Dans un article publié sur le site de France Inter, on apprend que le développement du jeu a coûté entre 6 et 7 millions d’euros. Soit un petit budget dans le monde du jeu vidéo, mais un budget conséquent dans le catalogue de Microids (et de Pendulo). Qui nous a déjà proposé des jeux de meilleure qualité, développés avec moins de moyens. Dans le même article, on apprend aussi que la suite du jeu, Le Lotus Bleu, est en phase de préproduction. On espère donc qu’il tirera les bonnes leçons de ce premier jet loupé…

Un jeu qui mélange les genres

Tintin Reporter : Les Cigares du Pharaon est rangé dans la catégorie action/aventure. Pourtant, il mélange différents genres, différents types de jeu. Avec notamment des phases d’infiltration qui vous permettront d’incarner Milou, quelques courses poursuites avec QTE, et bien évidemment une floppée d’énigmes et puzzles divers. Ces derniers sont plutôt bien fichus, bien que relativement enfantins, mais dans l’ensemble, ça fonctionne. En revanche, notamment en début de jeu, les phases d’infiltration évoquées plus haut finissent par devenir longuettes, voire lassantes tant l’IA fait n’importe quoi. Soit les PNJ sont au taquet, soit ils sont bigleux, mais il n’y a pas de juste milieu.

_Documents fournis_.
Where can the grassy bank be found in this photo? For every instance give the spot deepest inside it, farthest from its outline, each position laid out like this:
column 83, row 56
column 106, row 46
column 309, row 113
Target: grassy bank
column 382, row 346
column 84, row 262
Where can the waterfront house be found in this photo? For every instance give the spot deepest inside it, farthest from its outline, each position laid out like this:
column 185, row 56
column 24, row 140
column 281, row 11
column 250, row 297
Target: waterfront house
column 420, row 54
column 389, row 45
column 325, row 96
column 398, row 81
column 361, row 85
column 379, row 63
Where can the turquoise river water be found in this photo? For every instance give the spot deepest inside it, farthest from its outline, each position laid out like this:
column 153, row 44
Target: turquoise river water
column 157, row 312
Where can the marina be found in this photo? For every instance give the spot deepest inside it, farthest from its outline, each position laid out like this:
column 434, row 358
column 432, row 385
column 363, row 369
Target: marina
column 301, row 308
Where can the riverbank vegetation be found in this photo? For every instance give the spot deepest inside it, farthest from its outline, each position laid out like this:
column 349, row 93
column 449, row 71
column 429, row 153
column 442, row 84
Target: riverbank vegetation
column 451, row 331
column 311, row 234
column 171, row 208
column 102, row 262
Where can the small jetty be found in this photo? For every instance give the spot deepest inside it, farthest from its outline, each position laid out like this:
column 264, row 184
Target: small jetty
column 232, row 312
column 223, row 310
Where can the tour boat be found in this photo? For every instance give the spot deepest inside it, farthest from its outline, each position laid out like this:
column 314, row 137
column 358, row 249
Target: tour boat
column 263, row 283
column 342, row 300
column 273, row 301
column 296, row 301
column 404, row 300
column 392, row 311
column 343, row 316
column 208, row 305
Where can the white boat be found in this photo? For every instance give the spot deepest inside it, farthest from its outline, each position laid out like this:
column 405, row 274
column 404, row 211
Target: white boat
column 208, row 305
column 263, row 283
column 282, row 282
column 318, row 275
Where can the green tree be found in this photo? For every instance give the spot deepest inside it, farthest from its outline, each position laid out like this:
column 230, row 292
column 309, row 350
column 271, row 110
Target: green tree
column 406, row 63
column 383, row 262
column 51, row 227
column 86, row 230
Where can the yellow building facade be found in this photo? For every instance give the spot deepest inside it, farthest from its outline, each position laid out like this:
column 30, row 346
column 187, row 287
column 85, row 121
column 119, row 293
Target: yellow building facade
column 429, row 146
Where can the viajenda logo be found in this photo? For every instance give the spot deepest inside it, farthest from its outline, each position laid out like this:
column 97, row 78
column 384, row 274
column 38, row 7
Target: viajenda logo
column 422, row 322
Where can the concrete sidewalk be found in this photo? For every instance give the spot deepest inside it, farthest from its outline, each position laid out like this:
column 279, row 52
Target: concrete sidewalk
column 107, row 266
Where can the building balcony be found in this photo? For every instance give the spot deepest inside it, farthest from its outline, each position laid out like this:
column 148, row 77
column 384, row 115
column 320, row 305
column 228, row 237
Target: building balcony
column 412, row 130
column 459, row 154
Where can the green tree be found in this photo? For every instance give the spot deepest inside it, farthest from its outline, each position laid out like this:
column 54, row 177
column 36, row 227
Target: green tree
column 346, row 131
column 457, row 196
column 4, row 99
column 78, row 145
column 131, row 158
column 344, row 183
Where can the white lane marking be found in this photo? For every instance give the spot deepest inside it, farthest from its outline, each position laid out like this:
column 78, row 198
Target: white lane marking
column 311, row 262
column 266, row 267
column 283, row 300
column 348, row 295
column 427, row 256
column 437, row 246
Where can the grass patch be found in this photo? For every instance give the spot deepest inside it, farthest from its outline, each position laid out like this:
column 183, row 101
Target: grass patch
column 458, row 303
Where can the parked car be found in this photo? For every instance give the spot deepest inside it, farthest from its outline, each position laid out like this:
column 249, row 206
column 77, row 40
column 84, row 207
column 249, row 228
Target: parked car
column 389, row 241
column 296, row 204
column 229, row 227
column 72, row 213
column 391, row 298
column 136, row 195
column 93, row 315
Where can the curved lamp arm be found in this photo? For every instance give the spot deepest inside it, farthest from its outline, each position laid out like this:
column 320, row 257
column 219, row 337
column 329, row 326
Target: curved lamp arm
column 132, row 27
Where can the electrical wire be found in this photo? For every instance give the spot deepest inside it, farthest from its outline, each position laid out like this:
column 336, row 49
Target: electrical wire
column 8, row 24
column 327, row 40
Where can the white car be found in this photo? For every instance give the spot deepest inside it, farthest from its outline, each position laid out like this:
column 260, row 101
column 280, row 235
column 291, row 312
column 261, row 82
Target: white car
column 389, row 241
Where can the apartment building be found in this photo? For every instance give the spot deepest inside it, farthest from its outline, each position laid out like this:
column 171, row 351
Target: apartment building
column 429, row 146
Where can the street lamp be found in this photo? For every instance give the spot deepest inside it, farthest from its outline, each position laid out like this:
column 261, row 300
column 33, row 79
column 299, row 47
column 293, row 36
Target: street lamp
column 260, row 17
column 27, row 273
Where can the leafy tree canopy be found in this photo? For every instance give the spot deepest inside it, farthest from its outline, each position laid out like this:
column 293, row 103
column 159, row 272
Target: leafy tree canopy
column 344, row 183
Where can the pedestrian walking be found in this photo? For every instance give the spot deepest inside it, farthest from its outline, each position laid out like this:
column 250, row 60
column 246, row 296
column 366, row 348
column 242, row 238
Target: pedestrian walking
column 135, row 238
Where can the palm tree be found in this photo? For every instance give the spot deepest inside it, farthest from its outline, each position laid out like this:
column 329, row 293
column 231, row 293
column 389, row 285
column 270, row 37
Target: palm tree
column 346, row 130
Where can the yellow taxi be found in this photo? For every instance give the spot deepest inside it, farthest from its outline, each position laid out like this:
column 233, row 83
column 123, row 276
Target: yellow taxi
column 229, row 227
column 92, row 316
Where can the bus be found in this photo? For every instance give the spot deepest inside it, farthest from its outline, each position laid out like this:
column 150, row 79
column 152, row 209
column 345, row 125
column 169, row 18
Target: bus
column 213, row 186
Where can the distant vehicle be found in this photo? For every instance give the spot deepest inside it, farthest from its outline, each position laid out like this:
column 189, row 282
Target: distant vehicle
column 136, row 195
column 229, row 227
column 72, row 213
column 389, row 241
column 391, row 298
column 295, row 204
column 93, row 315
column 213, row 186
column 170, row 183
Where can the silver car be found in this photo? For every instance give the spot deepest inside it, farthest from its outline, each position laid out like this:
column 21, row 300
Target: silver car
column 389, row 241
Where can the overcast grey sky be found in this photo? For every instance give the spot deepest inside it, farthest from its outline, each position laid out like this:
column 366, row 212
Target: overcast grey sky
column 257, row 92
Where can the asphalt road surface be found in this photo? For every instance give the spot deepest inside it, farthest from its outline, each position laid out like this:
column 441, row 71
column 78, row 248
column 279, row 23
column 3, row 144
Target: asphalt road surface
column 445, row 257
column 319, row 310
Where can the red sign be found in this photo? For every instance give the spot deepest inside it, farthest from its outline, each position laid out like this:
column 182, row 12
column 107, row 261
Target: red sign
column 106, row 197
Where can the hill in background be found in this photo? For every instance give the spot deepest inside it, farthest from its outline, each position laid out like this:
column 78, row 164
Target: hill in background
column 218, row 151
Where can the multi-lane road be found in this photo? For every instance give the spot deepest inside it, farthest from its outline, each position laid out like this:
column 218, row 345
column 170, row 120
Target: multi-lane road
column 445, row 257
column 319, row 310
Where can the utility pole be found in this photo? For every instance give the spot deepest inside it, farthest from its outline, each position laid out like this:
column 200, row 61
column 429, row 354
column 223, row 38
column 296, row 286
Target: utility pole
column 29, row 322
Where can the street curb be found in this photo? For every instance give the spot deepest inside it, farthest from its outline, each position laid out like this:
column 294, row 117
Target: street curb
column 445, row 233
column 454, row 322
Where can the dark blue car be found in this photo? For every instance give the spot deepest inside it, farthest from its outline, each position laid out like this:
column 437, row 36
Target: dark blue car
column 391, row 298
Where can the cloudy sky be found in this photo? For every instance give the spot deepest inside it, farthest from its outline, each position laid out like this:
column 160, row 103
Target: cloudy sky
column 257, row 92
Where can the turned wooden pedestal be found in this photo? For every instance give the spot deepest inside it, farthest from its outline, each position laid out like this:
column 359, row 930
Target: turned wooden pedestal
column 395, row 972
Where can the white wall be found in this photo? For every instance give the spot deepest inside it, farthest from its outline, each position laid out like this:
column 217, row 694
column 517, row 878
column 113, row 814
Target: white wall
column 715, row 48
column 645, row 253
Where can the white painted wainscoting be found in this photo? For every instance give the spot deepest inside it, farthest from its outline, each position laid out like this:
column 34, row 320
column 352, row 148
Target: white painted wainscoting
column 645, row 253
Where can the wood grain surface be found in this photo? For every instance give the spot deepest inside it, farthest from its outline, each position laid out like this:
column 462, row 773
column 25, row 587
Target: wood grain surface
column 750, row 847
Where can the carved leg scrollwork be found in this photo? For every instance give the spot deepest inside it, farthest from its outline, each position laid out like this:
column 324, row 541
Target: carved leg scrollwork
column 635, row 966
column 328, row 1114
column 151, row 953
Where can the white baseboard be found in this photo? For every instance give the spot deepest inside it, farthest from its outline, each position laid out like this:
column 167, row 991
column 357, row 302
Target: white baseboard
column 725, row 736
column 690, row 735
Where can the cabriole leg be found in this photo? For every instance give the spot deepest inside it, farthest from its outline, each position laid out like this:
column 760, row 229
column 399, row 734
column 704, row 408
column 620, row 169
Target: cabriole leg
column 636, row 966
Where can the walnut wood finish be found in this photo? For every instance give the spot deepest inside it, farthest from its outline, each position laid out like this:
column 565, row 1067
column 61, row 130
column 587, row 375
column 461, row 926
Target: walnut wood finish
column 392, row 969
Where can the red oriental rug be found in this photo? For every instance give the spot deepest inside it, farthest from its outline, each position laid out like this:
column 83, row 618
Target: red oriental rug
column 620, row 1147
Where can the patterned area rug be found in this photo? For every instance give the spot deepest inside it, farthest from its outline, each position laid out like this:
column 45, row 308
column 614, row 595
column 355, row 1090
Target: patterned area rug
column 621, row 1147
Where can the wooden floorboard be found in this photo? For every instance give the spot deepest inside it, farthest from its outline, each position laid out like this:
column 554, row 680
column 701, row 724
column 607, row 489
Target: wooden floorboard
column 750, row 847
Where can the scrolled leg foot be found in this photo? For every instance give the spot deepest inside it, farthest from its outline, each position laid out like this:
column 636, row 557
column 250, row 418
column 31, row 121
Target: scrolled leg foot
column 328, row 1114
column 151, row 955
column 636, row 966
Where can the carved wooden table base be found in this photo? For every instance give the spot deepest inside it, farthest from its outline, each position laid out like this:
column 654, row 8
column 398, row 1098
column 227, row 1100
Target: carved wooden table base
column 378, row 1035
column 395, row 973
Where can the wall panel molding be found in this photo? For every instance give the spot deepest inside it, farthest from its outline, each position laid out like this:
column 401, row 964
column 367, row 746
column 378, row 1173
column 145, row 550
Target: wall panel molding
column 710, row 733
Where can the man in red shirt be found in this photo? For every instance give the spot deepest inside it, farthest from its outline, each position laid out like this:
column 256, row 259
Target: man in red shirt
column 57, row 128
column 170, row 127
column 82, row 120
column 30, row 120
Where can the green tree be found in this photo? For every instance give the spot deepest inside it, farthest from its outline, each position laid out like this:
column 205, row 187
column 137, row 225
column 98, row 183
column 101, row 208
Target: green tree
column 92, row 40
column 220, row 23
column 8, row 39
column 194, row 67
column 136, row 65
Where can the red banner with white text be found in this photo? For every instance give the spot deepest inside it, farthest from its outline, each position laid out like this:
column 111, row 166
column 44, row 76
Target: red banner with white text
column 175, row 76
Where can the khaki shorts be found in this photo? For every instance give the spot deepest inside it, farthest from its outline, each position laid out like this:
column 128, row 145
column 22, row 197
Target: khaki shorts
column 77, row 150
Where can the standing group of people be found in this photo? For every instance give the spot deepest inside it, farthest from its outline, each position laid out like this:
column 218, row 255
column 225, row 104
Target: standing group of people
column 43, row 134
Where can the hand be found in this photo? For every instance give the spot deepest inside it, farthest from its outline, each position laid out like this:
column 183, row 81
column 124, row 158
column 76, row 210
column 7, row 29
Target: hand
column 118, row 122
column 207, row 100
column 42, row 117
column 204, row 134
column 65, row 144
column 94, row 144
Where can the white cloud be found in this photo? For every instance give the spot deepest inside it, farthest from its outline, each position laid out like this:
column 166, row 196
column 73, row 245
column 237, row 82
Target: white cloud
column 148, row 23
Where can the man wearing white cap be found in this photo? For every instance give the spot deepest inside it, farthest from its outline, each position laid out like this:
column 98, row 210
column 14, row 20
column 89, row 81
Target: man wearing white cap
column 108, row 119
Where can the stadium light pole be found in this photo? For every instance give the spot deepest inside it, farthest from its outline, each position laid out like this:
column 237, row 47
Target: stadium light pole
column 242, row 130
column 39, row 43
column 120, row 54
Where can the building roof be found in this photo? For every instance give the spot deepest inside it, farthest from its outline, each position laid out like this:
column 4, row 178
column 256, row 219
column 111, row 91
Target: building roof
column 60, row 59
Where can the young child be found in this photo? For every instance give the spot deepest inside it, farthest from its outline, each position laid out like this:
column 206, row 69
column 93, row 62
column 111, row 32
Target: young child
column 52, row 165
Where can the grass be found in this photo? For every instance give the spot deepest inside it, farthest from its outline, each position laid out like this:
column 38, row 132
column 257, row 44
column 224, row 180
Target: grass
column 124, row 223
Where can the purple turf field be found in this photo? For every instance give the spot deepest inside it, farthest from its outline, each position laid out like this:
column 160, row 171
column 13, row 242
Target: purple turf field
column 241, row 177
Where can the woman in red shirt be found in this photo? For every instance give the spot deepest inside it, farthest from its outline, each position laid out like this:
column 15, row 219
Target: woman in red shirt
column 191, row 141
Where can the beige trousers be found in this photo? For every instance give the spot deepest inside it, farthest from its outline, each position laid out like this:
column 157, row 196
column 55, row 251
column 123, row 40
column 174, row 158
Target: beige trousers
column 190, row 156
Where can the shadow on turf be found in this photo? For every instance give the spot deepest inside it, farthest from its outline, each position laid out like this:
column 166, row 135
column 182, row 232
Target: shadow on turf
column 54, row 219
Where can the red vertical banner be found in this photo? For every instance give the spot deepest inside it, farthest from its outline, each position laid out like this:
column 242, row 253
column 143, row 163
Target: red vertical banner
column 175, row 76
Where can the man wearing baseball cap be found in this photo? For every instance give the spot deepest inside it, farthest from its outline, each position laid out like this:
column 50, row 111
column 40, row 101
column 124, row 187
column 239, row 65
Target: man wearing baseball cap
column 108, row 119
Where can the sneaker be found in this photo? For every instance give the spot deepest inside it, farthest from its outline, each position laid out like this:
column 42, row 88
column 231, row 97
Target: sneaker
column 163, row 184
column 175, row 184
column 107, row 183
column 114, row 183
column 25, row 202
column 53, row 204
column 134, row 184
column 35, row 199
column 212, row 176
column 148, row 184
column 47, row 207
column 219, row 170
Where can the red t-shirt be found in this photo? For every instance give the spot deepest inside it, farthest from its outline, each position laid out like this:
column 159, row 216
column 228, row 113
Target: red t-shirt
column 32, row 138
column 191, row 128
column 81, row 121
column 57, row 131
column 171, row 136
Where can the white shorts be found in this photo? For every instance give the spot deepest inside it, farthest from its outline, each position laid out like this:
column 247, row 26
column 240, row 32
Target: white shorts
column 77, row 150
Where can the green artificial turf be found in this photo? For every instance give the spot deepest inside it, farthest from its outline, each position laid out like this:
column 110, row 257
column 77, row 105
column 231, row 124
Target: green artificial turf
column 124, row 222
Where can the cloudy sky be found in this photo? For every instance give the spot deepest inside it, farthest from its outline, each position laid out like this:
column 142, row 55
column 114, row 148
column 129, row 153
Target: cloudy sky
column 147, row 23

_Consigne_. Relevez tous les sigles présents dans l'extrait sur le jeu Tintin.

_Corrigé_. QTE, IA, PNJ